***** 原文
健大高崎(群馬)葛原美峰コーチ流ゲームプラン立案メソッド 「木」ではなく「森」を視る【Vol.1】
もはやおなじみの「機動破壊」。だが、健大高崎はそれだけではない。走攻守にわたり緻密に練られたゲームプラン。その存在がチームの力を何倍増しにもしている。いったい、どのような流れでゲームプランは練られていくのか。立案者である葛原美峰コーチに秘訣をうかがった。
機動破壊のブレーン葛原美峰コーチ(健大高崎)
高崎健康福祉大学高崎高等学校(以下、健大高崎)といえば「機動破壊」。このフレーズは、すっかり全国の高校野球ファンにとってなじみ深いものになった。だが、誤解されがちなのが、「機動破壊」=盗塁、という先入観。1試合で盗塁数が多ければ機動力が機能したと評され、少なければ機能しなかったと評されがちだが、そうではない。
**********
***** 提供データ
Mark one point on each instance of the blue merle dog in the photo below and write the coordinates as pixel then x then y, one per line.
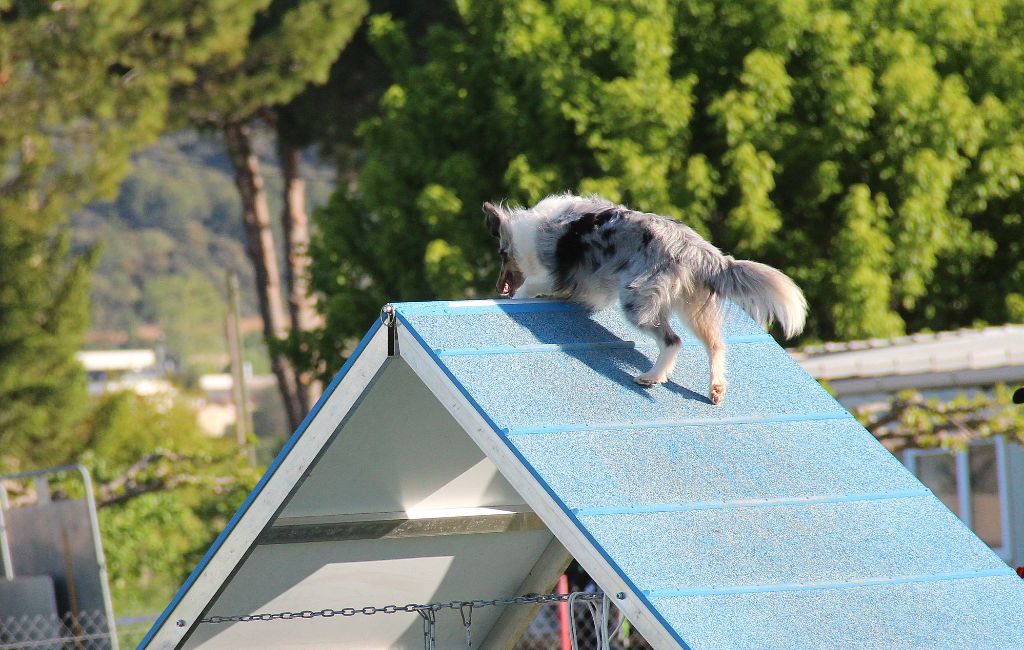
pixel 594 252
**********
取り組む課題:
上にある健大高崎のゲームプランについての原文を、一字も変えずに全文もう一度書くこと。

解答:
健大高崎(群馬)葛原美峰コーチ流ゲームプラン立案メソッド 「木」ではなく「森」を視る【Vol.1】
もはやおなじみの「機動破壊」。だが、健大高崎はそれだけではない。走攻守にわたり緻密に練られたゲームプラン。その存在がチームの力を何倍増しにもしている。いったい、どのような流れでゲームプランは練られていくのか。立案者である葛原美峰コーチに秘訣をうかがった。
機動破壊のブレーン葛原美峰コーチ(健大高崎)
高崎健康福祉大学高崎高等学校(以下、健大高崎)といえば「機動破壊」。このフレーズは、すっかり全国の高校野球ファンにとってなじみ深いものになった。だが、誤解されがちなのが、「機動破壊」=盗塁、という先入観。1試合で盗塁数が多ければ機動力が機能したと評され、少なければ機能しなかったと評されがちだが、そうではない。